Segment Start: Source records

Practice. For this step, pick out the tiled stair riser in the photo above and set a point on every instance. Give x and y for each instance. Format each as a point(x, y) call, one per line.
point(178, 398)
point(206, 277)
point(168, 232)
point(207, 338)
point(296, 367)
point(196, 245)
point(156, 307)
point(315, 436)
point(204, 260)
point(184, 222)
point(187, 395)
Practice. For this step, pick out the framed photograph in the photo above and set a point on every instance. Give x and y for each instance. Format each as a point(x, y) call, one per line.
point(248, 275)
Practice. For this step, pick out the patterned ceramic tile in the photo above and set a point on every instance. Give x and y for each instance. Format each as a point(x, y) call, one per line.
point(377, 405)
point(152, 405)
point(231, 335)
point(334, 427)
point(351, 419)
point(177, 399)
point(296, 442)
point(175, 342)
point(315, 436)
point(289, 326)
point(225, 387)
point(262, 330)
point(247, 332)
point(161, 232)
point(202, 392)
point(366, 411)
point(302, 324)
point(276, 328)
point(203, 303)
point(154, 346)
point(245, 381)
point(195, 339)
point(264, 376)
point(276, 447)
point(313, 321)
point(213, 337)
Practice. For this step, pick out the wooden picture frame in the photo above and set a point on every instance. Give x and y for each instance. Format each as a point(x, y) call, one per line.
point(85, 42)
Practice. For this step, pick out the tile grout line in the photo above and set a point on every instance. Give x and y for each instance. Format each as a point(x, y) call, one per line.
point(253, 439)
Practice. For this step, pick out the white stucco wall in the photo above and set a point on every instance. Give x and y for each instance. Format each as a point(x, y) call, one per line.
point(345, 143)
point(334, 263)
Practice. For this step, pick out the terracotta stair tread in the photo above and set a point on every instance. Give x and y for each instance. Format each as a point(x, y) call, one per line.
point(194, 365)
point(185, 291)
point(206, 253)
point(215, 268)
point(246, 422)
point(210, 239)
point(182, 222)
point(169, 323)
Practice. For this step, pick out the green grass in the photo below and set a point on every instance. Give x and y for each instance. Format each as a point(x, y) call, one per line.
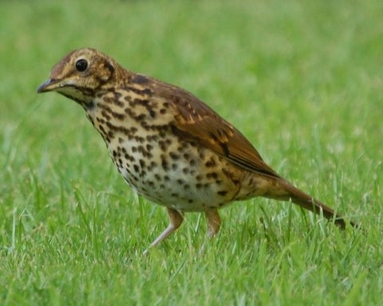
point(301, 79)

Segment End: Source records

> _Problem requirements_:
The line that contains "Practice. For this step, pick out the tile grout" begins the range and the last line of the entries ends it; print that range exactly, without pictures.

> _Task result_:
Practice. For this step, pick out the tile grout line in the photo above and set a point on every instance. Give x and y for each instance. Format each as a point(x, y) call, one per line.
point(253, 439)
Practice. For this step, pick out the white stucco wall in the photo above and set a point on every instance. Give x and y for each instance. Format each as a point(x, y) call, one per line.
point(345, 143)
point(334, 263)
Practice. For this step, pick out the terracotta stair tread in the photo above and set a point on every instance. Give x and y for each instance. Format each as a point(x, y) call, one per line.
point(194, 365)
point(185, 291)
point(206, 253)
point(215, 268)
point(246, 422)
point(210, 239)
point(182, 222)
point(169, 323)
Practice. For this step, pick out the green grass in the photo below and set a point on every instance. Give x and y for each instance. Format each as a point(x, y) call, one per line.
point(301, 79)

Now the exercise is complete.